§ Quoted passage
Bonita Norris, youngest british woman to climb Mount Everest has featured on the Maximise Potential Podcast, not once but twice!
Here is an article we found recently regarding how she and other female explorers are setting a good example to young girls today:
The arrival of Amelia Hempleman-Adams, 16, at the South Pole last week was an arresting sight. Since Roald Amundsen’s conquering of the bottom of the Earth exactly 100 years ago, polar adventuring has largely been the preserve of rugged, bearded men.
But since the female polar pioneers of the 1980s, more and more women have trekked to the poles. The latest group to take up the challenge are noticeable by their youth – not to mention their good looks.
Taking on the ice caps is by no means a young woman’s game just yet but the new female explorers have told the Standard they are proud of the example they are setting to girls growing up.
Bonita Norris, 24
On her blog Bonita Norris, left, describes herself as “an average girl” but the stories of daring the 24-year-old already has to tell suggest otherwise.

§ Supplied data
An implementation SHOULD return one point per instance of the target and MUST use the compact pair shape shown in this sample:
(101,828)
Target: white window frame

§ Exercise task 1
In the article on female explorers, begin at the words "Taking on the" and stop after "tell suggest otherwise.". Write that passage out again, substituting "website" for "blog".
§ Exercise task 2
According to the article on female explorers, how old was Amelia Hempleman-Adams when she reached the South Pole?
§ Exercise task 3
Continue the article on female explorers from its last sentence.
The material plays no part in this work.

§ Exercise response 1
Taking on the ice caps is by no means a young woman’s game just yet but the new female explorers have told the Standard they are proud of the example they are setting to girls growing up.
Bonita Norris, 24
On her website Bonita Norris, left, describes herself as “an average girl” but the stories of daring the 24-year-old already has to tell suggest otherwise.

§ Exercise response 2
She was 16.

§ Exercise response 3
In May last year she became the youngest British woman ever to climb Everest, having previously become the youngest woman to scale Nepal’s Mount Manaslu, the world’s eighth-highest mountain.
Her triumph on Everest brought fame and lucrative contracts for the telegenic Norris, but it almost ended in disaster. On the way down from the summit she slipped badly, hurting her back; her legs quickly froze until she couldn’t feel her feet, leaving her in danger of frostbite. Kenton Cool, the professional mountaineer who helped her reach the summit, described her state as “a shocking situation”.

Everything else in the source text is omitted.